Exercise directions | In the records below, locate the line containing "Q: Where is the rear wheel", then extract it and all following lines exactly, ending with the last line.

[Spatial localization data]
· · ·
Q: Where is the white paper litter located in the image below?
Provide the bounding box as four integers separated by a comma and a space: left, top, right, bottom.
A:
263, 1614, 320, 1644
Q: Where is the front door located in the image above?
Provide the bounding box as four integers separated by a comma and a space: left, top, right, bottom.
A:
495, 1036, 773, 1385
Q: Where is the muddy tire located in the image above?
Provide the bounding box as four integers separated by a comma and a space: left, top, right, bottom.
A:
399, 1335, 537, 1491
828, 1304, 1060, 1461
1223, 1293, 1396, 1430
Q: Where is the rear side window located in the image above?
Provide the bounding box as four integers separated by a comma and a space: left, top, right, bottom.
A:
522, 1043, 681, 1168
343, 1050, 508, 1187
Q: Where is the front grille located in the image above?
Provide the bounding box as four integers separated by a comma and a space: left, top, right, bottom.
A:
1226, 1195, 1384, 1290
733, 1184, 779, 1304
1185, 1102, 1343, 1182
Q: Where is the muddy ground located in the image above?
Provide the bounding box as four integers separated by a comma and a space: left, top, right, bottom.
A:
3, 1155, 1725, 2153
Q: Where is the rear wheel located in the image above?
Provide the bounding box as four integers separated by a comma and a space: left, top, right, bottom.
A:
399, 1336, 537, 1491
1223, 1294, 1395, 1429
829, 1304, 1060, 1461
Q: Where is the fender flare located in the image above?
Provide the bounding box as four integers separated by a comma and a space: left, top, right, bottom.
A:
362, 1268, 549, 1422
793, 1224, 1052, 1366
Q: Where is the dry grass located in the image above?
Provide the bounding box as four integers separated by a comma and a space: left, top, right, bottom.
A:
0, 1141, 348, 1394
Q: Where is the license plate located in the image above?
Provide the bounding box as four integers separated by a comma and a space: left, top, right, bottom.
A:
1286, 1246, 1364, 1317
· · ·
Result of this exercise |
Q: Where is the rear wheel located in the image above?
Provide the bounding box as four integers separated by a comma and a space: left, top, right, bottom.
A:
399, 1336, 537, 1491
1223, 1294, 1395, 1429
829, 1304, 1060, 1461
Q: Where is the fender flare located in the image above?
Provide the bounding box as four integers separated by a comma and a space: left, top, right, bottom.
A:
362, 1268, 549, 1422
793, 1224, 1052, 1366
Q: Where is the dry grass located in the image above?
Provide the bounding box as four integers separated by a comma and a space: left, top, right, bottom.
A:
0, 1141, 348, 1394
Q: Where is the license plate located in the image above?
Provide the bounding box as four integers separated by a comma and a space: left, top, right, bottom.
A:
1286, 1246, 1364, 1317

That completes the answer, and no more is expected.